### [THE REQUEST]
Tally the lines in the data entries below that contain the word "Please". Reply with the number alone.

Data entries
********************
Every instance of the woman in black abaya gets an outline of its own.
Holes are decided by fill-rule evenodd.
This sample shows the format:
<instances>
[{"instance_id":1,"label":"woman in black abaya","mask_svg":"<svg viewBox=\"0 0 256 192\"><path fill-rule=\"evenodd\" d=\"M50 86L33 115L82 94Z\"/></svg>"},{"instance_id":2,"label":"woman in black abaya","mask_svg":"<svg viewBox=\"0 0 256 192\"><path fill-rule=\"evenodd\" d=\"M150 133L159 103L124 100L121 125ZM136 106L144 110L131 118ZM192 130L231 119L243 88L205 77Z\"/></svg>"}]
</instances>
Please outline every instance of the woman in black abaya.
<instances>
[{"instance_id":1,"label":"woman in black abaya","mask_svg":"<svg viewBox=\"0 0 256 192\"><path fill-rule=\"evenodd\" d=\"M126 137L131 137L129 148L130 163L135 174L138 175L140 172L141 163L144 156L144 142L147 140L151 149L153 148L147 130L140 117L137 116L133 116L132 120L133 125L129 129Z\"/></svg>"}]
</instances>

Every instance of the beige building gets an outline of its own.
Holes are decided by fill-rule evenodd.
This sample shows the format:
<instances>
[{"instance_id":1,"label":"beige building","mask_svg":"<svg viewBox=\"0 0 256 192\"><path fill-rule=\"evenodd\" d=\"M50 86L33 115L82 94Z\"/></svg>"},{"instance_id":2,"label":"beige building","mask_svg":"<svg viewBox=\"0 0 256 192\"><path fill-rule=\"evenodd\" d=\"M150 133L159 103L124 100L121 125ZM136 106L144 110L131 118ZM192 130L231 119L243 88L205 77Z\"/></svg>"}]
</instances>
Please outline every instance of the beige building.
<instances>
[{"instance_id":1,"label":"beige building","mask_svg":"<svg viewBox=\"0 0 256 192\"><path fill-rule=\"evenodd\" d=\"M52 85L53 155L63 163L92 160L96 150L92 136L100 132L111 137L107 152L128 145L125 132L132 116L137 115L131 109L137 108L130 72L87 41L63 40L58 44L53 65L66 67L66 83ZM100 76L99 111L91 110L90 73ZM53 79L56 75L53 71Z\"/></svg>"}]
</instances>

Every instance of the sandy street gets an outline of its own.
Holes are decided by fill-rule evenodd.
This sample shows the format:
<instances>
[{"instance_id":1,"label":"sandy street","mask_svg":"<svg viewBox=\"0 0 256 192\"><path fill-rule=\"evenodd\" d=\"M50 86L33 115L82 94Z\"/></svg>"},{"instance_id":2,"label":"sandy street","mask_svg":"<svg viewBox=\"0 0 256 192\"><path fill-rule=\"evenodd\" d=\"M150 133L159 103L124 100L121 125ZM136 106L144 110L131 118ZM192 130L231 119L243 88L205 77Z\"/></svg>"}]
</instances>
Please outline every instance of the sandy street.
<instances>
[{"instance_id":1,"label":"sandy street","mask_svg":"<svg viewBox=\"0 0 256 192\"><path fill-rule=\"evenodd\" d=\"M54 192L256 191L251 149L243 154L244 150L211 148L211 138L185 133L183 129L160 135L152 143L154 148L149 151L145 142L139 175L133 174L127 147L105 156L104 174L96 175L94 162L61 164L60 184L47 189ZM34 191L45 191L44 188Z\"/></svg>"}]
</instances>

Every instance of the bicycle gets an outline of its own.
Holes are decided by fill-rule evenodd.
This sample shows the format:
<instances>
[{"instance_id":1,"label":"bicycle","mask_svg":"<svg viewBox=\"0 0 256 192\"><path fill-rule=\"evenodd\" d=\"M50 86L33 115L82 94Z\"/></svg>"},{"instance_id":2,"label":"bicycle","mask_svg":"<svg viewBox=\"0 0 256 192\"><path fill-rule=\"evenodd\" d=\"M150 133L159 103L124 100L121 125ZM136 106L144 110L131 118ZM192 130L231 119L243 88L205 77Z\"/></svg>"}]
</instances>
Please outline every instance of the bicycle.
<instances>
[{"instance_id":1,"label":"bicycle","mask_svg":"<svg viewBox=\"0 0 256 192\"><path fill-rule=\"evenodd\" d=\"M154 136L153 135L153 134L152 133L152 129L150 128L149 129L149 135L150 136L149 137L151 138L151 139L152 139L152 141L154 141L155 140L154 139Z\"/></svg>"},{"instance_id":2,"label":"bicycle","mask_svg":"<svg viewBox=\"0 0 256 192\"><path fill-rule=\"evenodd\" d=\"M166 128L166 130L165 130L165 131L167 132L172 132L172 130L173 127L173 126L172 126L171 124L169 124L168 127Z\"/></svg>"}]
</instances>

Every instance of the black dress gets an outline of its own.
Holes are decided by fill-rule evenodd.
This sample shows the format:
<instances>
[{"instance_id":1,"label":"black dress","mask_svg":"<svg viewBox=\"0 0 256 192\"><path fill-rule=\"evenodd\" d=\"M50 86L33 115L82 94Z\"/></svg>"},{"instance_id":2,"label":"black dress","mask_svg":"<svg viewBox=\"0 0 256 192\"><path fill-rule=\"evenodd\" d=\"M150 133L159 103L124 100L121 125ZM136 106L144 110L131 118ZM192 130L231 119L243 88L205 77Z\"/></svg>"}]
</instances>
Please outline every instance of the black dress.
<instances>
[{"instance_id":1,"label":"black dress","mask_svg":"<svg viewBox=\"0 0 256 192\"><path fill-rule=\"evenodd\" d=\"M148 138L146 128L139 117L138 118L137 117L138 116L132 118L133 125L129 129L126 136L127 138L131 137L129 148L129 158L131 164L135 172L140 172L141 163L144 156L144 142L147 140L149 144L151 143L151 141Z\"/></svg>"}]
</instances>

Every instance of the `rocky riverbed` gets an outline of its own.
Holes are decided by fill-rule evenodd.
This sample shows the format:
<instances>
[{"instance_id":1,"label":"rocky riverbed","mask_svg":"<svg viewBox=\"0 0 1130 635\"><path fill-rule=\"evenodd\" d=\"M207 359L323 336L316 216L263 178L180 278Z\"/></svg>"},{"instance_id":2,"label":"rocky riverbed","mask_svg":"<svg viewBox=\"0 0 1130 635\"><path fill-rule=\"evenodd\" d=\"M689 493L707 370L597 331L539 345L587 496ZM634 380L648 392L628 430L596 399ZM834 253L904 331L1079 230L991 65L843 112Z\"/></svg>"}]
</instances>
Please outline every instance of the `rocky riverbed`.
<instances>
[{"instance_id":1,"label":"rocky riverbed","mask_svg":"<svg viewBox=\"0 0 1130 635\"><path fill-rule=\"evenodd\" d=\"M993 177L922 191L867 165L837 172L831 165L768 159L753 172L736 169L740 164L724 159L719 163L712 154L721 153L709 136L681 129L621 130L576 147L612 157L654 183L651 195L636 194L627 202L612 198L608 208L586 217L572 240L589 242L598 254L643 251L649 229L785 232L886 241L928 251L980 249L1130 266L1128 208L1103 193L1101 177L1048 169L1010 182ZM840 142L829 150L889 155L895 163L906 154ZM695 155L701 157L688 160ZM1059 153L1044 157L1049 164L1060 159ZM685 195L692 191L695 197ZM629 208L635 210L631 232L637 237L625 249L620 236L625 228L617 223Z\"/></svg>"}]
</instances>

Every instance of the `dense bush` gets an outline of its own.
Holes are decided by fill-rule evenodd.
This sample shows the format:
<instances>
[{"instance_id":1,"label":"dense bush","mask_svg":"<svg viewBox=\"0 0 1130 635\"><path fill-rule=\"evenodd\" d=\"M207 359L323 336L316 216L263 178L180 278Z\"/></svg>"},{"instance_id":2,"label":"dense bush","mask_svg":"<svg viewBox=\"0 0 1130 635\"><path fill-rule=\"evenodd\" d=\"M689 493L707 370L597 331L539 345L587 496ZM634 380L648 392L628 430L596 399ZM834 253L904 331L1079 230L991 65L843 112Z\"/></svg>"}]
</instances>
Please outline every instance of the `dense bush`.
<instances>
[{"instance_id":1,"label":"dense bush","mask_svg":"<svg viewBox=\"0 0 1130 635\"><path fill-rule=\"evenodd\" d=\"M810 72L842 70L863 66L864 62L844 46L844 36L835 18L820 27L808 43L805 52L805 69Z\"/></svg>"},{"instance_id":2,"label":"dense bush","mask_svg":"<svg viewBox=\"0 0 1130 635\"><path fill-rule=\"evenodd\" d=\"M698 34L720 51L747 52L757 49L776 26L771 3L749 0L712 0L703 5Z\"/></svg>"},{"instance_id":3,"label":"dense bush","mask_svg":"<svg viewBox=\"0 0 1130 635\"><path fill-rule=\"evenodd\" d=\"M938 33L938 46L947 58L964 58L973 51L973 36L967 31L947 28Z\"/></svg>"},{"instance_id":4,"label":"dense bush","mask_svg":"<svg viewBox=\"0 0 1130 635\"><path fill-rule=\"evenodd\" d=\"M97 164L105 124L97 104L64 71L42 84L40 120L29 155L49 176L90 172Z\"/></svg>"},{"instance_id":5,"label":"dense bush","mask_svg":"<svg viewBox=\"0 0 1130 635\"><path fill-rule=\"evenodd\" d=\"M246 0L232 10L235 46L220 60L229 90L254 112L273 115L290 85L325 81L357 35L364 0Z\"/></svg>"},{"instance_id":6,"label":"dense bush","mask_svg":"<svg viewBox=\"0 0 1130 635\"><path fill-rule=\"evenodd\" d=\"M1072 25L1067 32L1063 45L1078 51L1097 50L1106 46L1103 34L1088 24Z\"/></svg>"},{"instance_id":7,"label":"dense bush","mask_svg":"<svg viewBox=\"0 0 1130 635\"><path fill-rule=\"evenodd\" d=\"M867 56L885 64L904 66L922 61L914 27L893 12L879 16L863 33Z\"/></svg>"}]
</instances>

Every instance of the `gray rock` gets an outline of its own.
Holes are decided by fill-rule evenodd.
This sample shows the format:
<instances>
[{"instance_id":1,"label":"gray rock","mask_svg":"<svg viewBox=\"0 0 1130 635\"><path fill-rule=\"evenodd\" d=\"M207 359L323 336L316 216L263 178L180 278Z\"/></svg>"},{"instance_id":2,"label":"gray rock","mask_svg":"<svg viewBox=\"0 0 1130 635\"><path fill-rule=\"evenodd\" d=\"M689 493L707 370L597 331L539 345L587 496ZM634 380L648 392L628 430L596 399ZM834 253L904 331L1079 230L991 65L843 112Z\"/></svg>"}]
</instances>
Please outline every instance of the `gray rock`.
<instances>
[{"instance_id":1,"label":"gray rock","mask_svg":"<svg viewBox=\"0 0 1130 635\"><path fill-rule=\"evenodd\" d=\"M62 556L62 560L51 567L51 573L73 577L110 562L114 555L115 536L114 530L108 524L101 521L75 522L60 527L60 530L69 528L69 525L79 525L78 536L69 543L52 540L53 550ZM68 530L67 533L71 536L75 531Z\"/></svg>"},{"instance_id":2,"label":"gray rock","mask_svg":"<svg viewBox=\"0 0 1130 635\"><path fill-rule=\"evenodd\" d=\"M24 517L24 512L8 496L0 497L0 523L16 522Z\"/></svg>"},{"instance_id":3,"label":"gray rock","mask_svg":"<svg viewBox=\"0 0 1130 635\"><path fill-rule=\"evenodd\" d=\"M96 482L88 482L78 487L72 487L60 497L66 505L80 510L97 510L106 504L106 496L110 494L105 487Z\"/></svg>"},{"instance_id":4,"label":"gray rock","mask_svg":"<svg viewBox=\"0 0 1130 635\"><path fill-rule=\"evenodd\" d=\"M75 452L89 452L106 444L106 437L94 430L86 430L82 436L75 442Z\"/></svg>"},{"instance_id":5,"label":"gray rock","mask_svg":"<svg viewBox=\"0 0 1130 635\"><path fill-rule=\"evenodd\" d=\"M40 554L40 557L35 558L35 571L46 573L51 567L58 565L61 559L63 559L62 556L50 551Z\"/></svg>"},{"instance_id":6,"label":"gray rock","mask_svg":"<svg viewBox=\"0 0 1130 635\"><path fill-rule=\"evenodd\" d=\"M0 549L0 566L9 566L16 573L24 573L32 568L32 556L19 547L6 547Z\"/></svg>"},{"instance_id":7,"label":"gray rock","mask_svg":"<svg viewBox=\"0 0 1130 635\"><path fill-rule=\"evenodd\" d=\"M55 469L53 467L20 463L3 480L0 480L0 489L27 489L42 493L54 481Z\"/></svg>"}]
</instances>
********************
### [SOLVED EXERCISE]
8